Study Day Session 3

We encourage you to watch the pre-session viewing before watching the recording of the live Study Day session.

Attendees shared comments and questions about this session on a padlet (a website that anyone can add to). The padlet has now been archived, and can be accessed via the main Study Day page.

Pre-session viewing

Stitching Together / FilmGeographies film screenings:

A Stitch in Time – Jo McIntosh (2018, 10 minutes)

10-minute video of a St Ives tapestry/embroidery group which created 42 textile panels showing the buildings and businesses in St Ives harbour from the lifeboat house to the end of Smeaton’s Pier. They are shown along with footage of the actual buildings of the time (2018).

La trato como reina. Trabajo de campo 2020 [I treat her like a queen. Fieldwork 2020] Daniela Lara Espinoza (2020, 10 minutes)

This short film presents a summary of my practice-based PhD research, for which I made a series of bead-embroideries and explored forms of active communication with non-specialist audiences about the need to tackle the high levels of violence against women in Chile and Latin America. Although my participants were not involved in the physical making of my embroidered artworks, they actively collaborated in the creative process by watching a video presentation of my work and its aims and consequently suggesting sentences or words to be embroidered into one of my unfinished pieces.

------------

▶ _Tasks_:
[1] Translate this sentence from the session text into French: "The padlet has now been archived, and can be accessed via the main Study Day page."
[2] From the session text, return the passage starting at "Attendees shared comments" and ending at "(2018, 10 minutes)".

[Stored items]
------------

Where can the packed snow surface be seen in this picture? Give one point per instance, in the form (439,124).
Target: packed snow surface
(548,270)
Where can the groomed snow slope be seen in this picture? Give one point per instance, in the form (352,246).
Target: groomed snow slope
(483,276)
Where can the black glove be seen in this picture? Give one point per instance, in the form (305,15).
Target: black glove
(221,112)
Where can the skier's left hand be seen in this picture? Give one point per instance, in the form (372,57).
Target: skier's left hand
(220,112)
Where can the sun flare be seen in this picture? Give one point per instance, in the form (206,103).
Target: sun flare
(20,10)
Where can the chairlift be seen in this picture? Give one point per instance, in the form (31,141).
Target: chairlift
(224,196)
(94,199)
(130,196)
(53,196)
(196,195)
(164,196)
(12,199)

------------

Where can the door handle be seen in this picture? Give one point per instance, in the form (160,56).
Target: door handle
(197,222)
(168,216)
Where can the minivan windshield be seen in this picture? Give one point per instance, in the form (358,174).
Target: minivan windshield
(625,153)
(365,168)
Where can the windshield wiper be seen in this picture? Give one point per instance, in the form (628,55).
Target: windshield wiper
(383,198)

------------

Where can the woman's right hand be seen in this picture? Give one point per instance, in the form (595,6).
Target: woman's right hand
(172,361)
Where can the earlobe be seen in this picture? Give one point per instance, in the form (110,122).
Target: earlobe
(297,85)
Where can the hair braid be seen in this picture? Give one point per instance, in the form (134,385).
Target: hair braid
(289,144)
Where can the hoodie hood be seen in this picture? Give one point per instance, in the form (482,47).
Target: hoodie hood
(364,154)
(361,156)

------------

▶ _Written answers_:
[1] Le padlet a maintenant été archivé et est accessible depuis la page principale de la journée d'étude.

[2]
Attendees shared comments and questions about this session on a padlet (a website that anyone can add to). The padlet has now been archived, and can be accessed via the main Study Day page.

Pre-session viewing

Stitching Together / FilmGeographies film screenings:

A Stitch in Time – Jo McIntosh (2018, 10 minutes)